• **Image annotation data**:

>> start

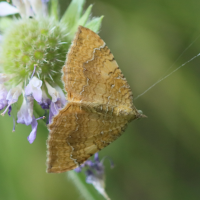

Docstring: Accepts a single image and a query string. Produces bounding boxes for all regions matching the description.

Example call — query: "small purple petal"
[74,167,82,173]
[32,89,42,102]
[94,153,99,162]
[6,84,22,105]
[0,84,8,110]
[27,117,38,144]
[17,98,33,126]
[8,106,12,116]
[49,100,62,124]
[25,76,42,103]
[25,84,32,96]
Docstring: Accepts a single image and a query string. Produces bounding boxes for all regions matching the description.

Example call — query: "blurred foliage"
[0,0,200,200]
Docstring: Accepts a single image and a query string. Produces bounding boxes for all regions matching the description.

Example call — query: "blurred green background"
[0,0,200,200]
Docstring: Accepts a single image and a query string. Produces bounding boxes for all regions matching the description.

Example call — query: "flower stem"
[67,170,103,200]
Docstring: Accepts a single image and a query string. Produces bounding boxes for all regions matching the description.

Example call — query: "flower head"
[75,153,114,200]
[0,0,103,143]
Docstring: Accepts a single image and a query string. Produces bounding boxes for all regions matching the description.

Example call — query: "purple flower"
[1,84,22,116]
[25,76,42,103]
[0,84,8,110]
[74,153,113,200]
[39,90,51,109]
[17,96,38,143]
[45,82,67,123]
[17,98,33,126]
[27,117,38,144]
[6,84,22,105]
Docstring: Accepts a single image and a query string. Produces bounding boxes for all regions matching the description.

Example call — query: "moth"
[47,26,144,173]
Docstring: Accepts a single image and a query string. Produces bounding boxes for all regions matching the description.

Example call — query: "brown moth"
[47,26,144,173]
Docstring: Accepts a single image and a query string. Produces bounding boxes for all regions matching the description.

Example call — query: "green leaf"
[77,5,93,27]
[85,16,104,33]
[50,0,60,20]
[0,17,13,32]
[61,0,85,30]
[68,5,93,39]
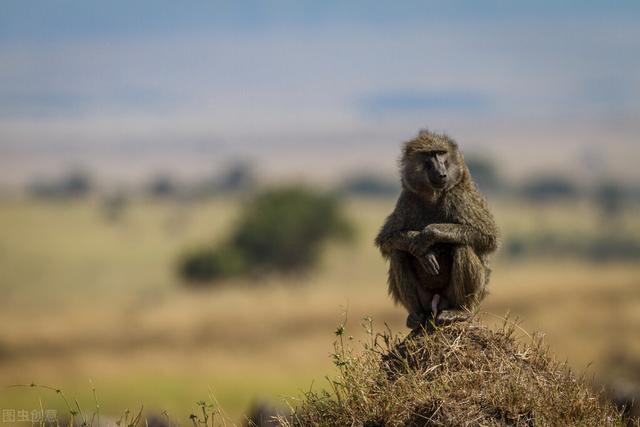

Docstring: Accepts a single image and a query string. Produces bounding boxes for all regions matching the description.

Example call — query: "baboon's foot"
[436,310,471,326]
[407,313,427,330]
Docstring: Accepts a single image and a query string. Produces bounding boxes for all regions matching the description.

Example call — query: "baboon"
[375,130,498,329]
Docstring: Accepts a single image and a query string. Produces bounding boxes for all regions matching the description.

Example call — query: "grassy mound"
[280,320,624,426]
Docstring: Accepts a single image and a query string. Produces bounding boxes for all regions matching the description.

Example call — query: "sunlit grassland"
[0,199,640,419]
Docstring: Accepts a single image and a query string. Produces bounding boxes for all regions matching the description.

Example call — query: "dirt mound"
[282,320,625,426]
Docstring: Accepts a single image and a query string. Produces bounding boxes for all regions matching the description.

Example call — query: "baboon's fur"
[376,131,498,326]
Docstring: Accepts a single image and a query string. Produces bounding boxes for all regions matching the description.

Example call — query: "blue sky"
[0,0,640,183]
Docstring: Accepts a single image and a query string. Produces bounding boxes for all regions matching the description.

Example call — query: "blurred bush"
[465,155,503,193]
[338,173,400,197]
[504,230,640,262]
[145,174,180,198]
[27,169,93,198]
[520,175,580,201]
[595,181,631,218]
[179,186,353,283]
[192,162,257,199]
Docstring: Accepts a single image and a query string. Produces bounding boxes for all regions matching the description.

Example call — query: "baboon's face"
[403,150,461,193]
[424,151,450,190]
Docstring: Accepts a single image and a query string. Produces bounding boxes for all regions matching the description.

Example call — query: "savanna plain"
[0,196,640,424]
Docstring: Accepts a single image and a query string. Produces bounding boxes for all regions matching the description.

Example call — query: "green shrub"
[180,246,247,283]
[180,186,352,281]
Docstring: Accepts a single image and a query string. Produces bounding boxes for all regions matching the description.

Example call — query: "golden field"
[0,198,640,422]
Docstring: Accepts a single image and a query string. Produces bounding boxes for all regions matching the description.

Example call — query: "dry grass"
[280,322,624,427]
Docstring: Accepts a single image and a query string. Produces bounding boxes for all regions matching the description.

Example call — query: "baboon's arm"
[425,224,498,253]
[376,230,420,255]
[375,193,420,257]
[424,187,498,254]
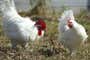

>> end

• **What the task asks**: Which lines in the entries contain the string "baboon"? Copy out each of those lines in full.

• **Result for this exercise**:
Example call — query: "baboon's foot"
Example call — query: "baboon"
Example call — query: "baboon's fur"
Example call — query: "baboon's face"
Example call — query: "baboon's arm"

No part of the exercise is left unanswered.